Exercise directions: Check the entries below for lines with "truck"; report only how many there are.

─── Records ───

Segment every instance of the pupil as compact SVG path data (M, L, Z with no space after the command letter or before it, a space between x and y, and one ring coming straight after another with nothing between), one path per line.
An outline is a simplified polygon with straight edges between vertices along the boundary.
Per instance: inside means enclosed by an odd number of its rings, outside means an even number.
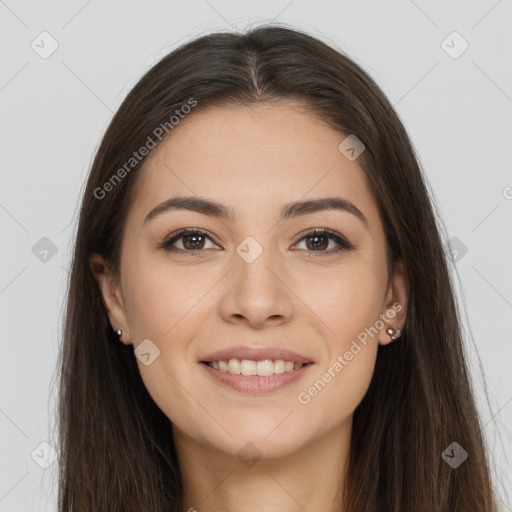
M326 237L325 237L325 236L323 236L323 235L321 235L321 236L319 236L319 235L313 235L313 236L311 236L311 237L310 237L310 240L315 240L315 242L314 242L314 247L319 248L319 245L317 245L317 244L318 244L318 240L319 240L319 239L322 239L322 238L324 239L324 242L325 242ZM320 246L321 246L322 248L325 248L325 243L323 243L323 244L322 244L322 243L320 243Z
M200 247L197 247L195 246L198 242L197 242L197 239L199 238L202 238L203 235L185 235L184 237L184 240L185 240L185 247L187 247L188 249L192 248L192 249L201 249L202 248L202 245ZM192 242L192 245L194 245L195 247L188 247L188 245L190 245L189 243L187 243L188 240L190 239L195 239L194 242Z

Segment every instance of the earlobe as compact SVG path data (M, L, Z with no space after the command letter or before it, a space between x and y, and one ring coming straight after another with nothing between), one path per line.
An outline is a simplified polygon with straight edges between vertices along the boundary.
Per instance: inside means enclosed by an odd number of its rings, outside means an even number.
M405 327L407 305L409 302L409 283L403 261L395 264L393 277L388 286L384 310L381 314L383 328L379 333L379 344L388 345L398 340Z
M94 253L89 256L89 266L94 278L98 282L99 292L103 306L107 311L110 325L116 333L121 330L122 337L126 339L121 339L121 335L119 339L123 343L128 344L128 319L119 282L107 261L100 254Z

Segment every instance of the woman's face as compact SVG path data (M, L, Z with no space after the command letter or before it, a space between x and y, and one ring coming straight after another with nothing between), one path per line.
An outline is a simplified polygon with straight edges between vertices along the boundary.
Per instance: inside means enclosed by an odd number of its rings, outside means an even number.
M388 285L377 204L344 139L291 103L209 109L146 162L120 286L97 278L175 436L277 457L350 431L406 295L398 270ZM178 196L192 200L164 207ZM185 228L202 233L174 237Z

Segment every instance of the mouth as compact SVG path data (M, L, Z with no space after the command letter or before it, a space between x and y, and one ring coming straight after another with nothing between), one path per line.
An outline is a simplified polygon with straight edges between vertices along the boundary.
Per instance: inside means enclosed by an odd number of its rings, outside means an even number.
M222 388L259 395L300 379L315 361L285 349L235 347L209 354L199 363Z

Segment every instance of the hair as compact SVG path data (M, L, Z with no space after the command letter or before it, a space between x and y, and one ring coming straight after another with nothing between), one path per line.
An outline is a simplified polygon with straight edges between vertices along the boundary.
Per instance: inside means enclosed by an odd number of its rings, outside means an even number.
M180 510L171 422L145 388L133 347L118 342L89 256L100 253L119 275L123 227L147 157L103 198L95 191L126 170L157 127L167 126L172 137L169 116L191 98L197 106L190 115L299 102L365 145L357 162L382 217L389 275L403 263L409 299L403 334L379 346L373 378L354 411L340 475L343 510L495 511L446 249L413 145L359 65L278 25L181 45L136 83L101 140L79 213L59 354L59 511ZM441 457L454 441L469 454L457 469Z

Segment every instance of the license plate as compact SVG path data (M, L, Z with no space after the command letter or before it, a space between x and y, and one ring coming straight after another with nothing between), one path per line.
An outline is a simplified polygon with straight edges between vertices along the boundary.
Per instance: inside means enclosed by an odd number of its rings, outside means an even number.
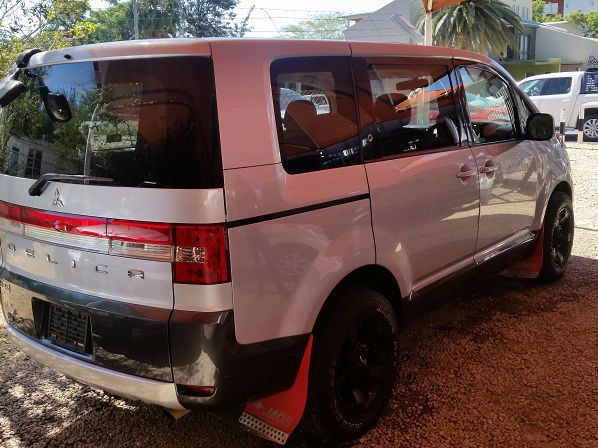
M59 347L81 354L91 353L89 315L49 304L46 339Z

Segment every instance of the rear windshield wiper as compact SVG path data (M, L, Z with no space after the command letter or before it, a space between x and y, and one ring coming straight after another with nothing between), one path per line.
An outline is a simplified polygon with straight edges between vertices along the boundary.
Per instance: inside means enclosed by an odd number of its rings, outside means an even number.
M114 179L110 177L97 177L97 176L86 176L85 174L56 174L56 173L48 173L43 174L37 179L31 187L29 187L29 196L41 196L42 192L44 191L44 187L48 182L51 181L61 181L66 180L69 182L75 183L87 183L87 182L103 182L103 183L112 183Z

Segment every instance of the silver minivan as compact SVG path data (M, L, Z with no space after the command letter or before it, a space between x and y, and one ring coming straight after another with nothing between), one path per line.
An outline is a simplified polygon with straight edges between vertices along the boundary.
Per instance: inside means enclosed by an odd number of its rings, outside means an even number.
M553 120L478 54L227 39L32 50L0 105L14 343L167 409L245 404L242 422L279 443L299 418L333 442L371 427L405 310L439 285L522 260L556 280L571 252Z

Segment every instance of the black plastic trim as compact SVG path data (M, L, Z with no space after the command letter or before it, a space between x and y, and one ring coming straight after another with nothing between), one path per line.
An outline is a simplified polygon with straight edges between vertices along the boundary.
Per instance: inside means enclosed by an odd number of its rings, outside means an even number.
M334 207L336 205L348 204L350 202L362 201L364 199L369 199L369 198L370 198L369 193L363 193L363 194L358 194L355 196L349 196L346 198L335 199L332 201L320 202L318 204L306 205L305 207L292 208L290 210L284 210L282 212L268 213L268 214L259 215L259 216L252 216L251 218L237 219L234 221L227 222L226 225L228 228L248 226L250 224L257 224L257 223L264 222L264 221L271 221L273 219L279 219L279 218L284 218L287 216L299 215L301 213L313 212L316 210L322 210L324 208Z
M178 399L187 408L230 407L288 389L309 334L239 344L232 311L206 324L196 312L175 310L170 321L172 371ZM212 396L181 386L213 386Z

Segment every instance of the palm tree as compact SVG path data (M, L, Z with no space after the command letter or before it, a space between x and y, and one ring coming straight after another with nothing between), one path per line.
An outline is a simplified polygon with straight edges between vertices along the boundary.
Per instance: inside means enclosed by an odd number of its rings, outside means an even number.
M434 44L486 54L517 48L521 19L501 0L466 0L434 13ZM419 22L423 27L423 18Z

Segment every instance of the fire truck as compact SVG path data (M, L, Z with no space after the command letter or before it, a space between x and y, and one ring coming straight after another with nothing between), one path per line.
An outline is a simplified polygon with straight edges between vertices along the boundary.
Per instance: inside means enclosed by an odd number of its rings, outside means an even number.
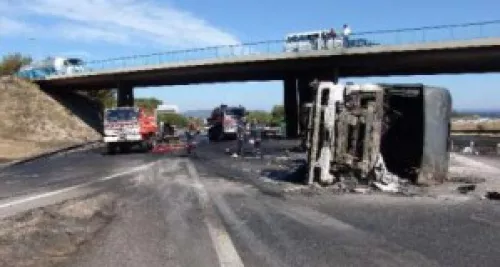
M222 104L216 107L207 119L209 140L236 139L238 123L245 115L246 110L242 106L230 107Z
M153 148L158 127L154 115L138 107L116 107L105 110L104 142L109 154L127 152L140 145L145 151Z

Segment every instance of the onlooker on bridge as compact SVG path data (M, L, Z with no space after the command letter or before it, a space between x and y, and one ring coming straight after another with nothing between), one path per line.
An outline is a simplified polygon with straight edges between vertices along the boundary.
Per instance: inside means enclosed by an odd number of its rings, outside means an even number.
M323 40L323 49L328 48L328 39L330 38L330 33L329 32L322 32L321 33L321 40Z
M332 46L335 46L335 39L337 39L337 32L334 28L330 29L330 39L332 40Z
M342 31L342 38L344 42L344 47L349 47L349 36L351 35L351 28L349 25L344 24L344 30Z

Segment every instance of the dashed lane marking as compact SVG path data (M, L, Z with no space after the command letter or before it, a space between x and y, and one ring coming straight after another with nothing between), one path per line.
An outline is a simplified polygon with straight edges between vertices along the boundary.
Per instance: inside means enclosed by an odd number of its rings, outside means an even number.
M207 225L210 238L215 247L219 264L223 267L243 267L240 256L236 247L231 240L231 236L226 231L226 228L217 216L214 207L210 201L210 197L205 187L200 181L200 177L193 163L189 160L186 161L189 176L194 180L194 186L198 193L201 205L204 207L206 216L204 217L205 224Z

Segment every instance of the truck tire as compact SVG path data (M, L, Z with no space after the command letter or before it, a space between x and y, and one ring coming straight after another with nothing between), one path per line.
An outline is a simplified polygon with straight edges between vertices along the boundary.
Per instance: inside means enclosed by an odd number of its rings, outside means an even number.
M130 152L130 144L124 143L120 144L120 153L129 153Z
M116 153L116 145L114 143L106 144L106 153L108 155L114 155Z
M222 140L224 140L224 138L225 138L225 136L224 136L224 131L222 130L222 127L216 126L216 127L210 128L210 130L208 130L208 139L210 141L222 141Z
M235 134L235 133L234 134L233 133L232 134L226 134L225 136L229 140L236 140L238 138L238 134Z

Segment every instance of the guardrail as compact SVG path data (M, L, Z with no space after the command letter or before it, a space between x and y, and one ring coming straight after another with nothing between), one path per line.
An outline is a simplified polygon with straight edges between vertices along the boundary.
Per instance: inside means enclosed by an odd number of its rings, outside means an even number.
M486 37L500 37L500 20L358 32L350 36L350 43L348 47L417 44ZM284 40L270 40L254 43L175 50L147 55L88 61L86 62L86 68L91 72L99 72L102 70L186 62L190 60L220 59L257 54L277 54L285 53L285 45L286 42ZM340 48L333 47L330 49Z

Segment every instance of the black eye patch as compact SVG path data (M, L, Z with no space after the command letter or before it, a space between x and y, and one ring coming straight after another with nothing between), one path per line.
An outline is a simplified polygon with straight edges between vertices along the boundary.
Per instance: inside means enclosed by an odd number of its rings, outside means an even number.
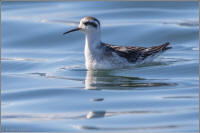
M91 26L97 28L97 24L94 22L85 22L84 25L91 25Z

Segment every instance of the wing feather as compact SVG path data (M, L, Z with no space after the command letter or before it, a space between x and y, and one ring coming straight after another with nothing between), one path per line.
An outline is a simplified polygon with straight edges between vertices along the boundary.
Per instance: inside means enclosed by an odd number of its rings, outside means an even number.
M153 47L138 47L138 46L116 46L103 43L109 51L117 53L120 57L126 58L129 62L144 60L148 56L154 56L159 52L164 52L171 47L168 47L169 42Z

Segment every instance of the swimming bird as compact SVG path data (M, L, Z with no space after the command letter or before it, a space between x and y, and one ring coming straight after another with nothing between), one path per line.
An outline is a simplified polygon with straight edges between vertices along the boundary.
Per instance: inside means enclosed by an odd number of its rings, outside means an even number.
M87 69L112 69L132 66L155 57L170 49L169 42L152 47L117 46L101 41L100 21L94 17L84 17L75 29L64 32L63 35L74 31L85 33L85 66Z

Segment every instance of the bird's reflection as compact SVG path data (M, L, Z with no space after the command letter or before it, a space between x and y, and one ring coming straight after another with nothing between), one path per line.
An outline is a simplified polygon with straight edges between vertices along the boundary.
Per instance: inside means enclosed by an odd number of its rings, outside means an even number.
M115 76L113 71L87 71L85 78L86 90L131 90L146 87L172 86L174 83L156 82L156 80L140 77Z
M148 111L148 110L132 110L132 111L105 111L105 110L93 110L83 116L86 119L103 118L117 115L136 115L136 114L158 114L164 113L164 111Z
M87 113L86 118L87 119L93 119L93 118L101 118L105 117L106 111L90 111Z

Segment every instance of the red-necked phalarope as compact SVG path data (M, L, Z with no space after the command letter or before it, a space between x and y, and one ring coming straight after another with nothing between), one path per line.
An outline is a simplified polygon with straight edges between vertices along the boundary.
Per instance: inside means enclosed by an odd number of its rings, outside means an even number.
M152 47L116 46L101 42L100 22L94 17L84 17L77 28L67 31L83 31L85 39L85 65L87 69L110 69L144 63L148 57L157 57L170 49L169 43ZM153 58L152 58L153 57ZM149 58L148 58L149 61Z

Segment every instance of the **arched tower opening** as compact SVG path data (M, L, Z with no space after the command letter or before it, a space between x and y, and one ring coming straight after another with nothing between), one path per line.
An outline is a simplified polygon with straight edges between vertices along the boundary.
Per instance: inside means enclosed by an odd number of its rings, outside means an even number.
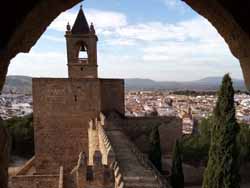
M93 23L89 26L82 7L72 29L69 24L66 28L69 78L97 78L98 38Z
M88 63L88 47L84 42L80 43L80 46L78 48L78 59L79 59L79 63L81 63L82 61L86 61L85 63Z

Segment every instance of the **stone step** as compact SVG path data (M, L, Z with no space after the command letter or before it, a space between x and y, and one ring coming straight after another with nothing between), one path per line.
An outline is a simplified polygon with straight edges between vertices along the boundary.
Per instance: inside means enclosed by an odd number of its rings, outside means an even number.
M148 176L148 177L123 177L124 181L127 182L145 182L145 183L152 183L152 182L157 182L156 178L153 176Z
M152 170L143 165L131 150L128 138L119 131L109 131L107 136L116 153L126 188L159 188Z
M158 183L143 183L143 182L139 182L139 183L130 183L130 182L125 182L125 186L126 188L134 188L134 187L148 187L148 188L159 188Z

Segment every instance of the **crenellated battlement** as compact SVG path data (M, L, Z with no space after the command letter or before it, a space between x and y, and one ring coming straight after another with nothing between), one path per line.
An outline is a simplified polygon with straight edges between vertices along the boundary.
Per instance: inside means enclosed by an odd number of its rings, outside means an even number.
M124 120L119 118L119 114L113 112L109 114L109 117L100 113L99 118L89 122L90 129L96 132L95 135L98 138L89 139L98 140L98 143L90 143L90 145L99 148L98 152L89 152L92 153L90 159L93 158L93 161L98 159L97 161L102 162L102 165L110 168L114 174L115 187L134 187L135 185L143 187L147 183L159 188L170 187L148 157L141 153L123 133L119 125L122 121ZM98 157L95 156L97 153ZM130 166L129 163L133 165L131 168L127 168ZM93 162L93 164L95 166L96 163Z

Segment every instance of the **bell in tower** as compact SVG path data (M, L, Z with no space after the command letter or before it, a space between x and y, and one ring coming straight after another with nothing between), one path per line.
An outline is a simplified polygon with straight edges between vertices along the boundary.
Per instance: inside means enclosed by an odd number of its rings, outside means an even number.
M97 78L97 41L94 25L88 25L82 6L71 29L67 25L69 78Z

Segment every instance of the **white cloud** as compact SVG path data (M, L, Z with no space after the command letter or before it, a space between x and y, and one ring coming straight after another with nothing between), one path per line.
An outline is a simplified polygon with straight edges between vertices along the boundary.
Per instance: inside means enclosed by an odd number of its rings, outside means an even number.
M175 24L149 22L127 25L114 28L105 37L110 45L136 46L142 50L142 59L147 62L232 58L223 38L202 17Z
M175 11L177 14L184 15L188 6L182 0L160 0L168 10Z
M203 40L211 41L222 38L211 24L203 18L195 18L179 22L176 24L168 24L163 22L139 23L136 25L126 25L125 27L114 28L114 30L105 33L107 36L119 36L126 39L141 41L164 41L164 40Z
M176 0L166 0L169 4L176 4ZM110 40L111 44L126 45L136 41L185 41L203 40L222 42L222 38L211 24L202 17L169 24L164 22L144 22L129 24L125 14L115 11L101 11L86 9L86 17L89 23L95 24L98 35ZM76 12L64 12L49 26L51 30L65 31L67 22L72 25L76 18ZM48 40L61 41L58 38L45 36ZM116 41L115 41L116 40ZM128 42L126 42L128 41Z
M42 39L46 39L46 40L49 40L49 41L52 41L52 42L64 42L65 43L65 39L63 37L55 37L55 36L50 36L50 35L43 35Z
M102 31L104 28L112 29L127 25L126 16L119 12L86 9L85 14L88 18L89 24L93 22L96 26L97 32ZM63 12L51 23L48 29L53 29L56 31L65 31L68 22L71 24L71 26L74 24L76 15L76 12Z
M161 0L169 10L178 10L181 13L186 12L185 3L181 0Z
M76 14L72 12L61 13L48 27L48 29L56 31L66 31L67 23L73 23L76 19Z
M180 5L180 1L179 0L164 0L164 3L168 6L168 7L177 7L178 5Z
M176 1L171 2L174 6ZM241 76L239 65L235 63L227 44L202 17L174 24L159 21L131 24L120 12L96 9L85 12L89 23L94 22L99 43L102 44L99 45L99 52L104 54L98 58L101 76L185 80L189 75L188 80L192 80L223 74L224 71L235 71ZM76 14L69 11L62 13L49 29L64 32L68 21L71 25L74 23ZM41 40L65 42L63 35L58 36L45 34ZM14 59L9 74L65 77L66 63L63 52L32 50ZM194 70L199 71L190 75L190 71Z
M65 77L67 75L66 56L57 52L36 52L17 55L9 66L10 75L35 77Z
M90 22L96 25L96 28L117 28L127 25L127 17L115 11L101 11L96 9L87 9L86 16Z
M109 38L105 41L104 45L111 46L135 46L137 42L133 39L123 39L123 38Z
M143 48L144 60L166 61L169 59L192 59L206 60L216 59L218 57L231 57L230 51L224 43L216 42L165 42L160 45L153 43L149 47ZM164 59L163 54L166 59Z

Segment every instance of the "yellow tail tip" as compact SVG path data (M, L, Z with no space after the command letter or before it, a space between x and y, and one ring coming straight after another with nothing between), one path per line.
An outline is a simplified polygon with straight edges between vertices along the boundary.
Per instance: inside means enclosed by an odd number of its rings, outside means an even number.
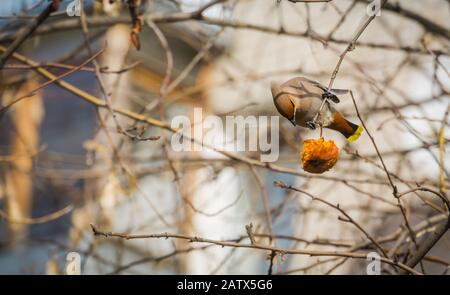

───

Task solution: 2